SOURCE DOCUMENT:
Catholic Culture News
Catholic Culture News

Kissling versus Religious Progressives

By Diogenes ( articles ) | Sep 09, 2005

Arch-pro-abort Frances Kissling has an extraordinarily interesting article posted on her CFFC site (click the "Conscience" link on the top bar, then on Kissling's "A Cautionary Tale"). It deserves a careful reading by pro-lifers, not only because she lays out some unexpected fault lines in the pro-abort camp, but also because she admits to the falsehood of many of the favorite sound-bites propounded by her quondam allies.

Kissling identifies herself with the political Left, distinguished (in her conspectus) from the rest of the Democratic Party by non-negotiable insistence on abortion and gay rights. It's important to grasp this in order to understand what worries her, namely, the rise of the "progressive religious agenda" in the Democratic fold. Quite simply, Kissling thinks the Dems might be selling out to Jim Wallis, who is lamentably weak on abortion. In fact, she's downright catty about him:

He thinks abortion itself is morally wrong, but does not want to see it criminalized. His reason for such generosity is classically patriarchal beneficence: he doesn't want poor women who are victims of poverty and injustice to suffer. There is no acknowledgement that a woman who is not a victim, but a thoughtful moral agent who could continue a pregnancy, might make a good decision to have an abortion.

PROVIDED DATA:
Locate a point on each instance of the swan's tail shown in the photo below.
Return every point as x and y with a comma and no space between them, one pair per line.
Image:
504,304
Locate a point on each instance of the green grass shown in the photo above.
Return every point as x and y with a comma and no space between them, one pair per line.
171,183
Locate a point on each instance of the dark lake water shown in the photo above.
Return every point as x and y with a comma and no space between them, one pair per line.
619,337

TASK 1: Summarize the article on Frances Kissling and religious progressives in two sentences.
TASK 2:
Answer these questions from the article on Frances Kissling and religious progressives:
(a) What is the title of Kissling's article?
(b) What two issues, in Kissling's view, set the political Left apart from the rest of the Democratic Party?
(c) To whom does Kissling think the Democrats might be selling out?

YOUR RESPONSE 1: Frances Kissling's posted article reveals unexpected fault lines in the pro-abortion camp and admits that many sound-bites promoted by her former allies are false. Kissling, who identifies with the political Left, worries about the rise of a "progressive religious agenda" among Democrats and criticizes Jim Wallis, who thinks abortion is morally wrong but does not want it criminalized.

YOUR RESPONSE 2:
(a) "A Cautionary Tale"
(b) Abortion and gay rights
(c) Jim Wallis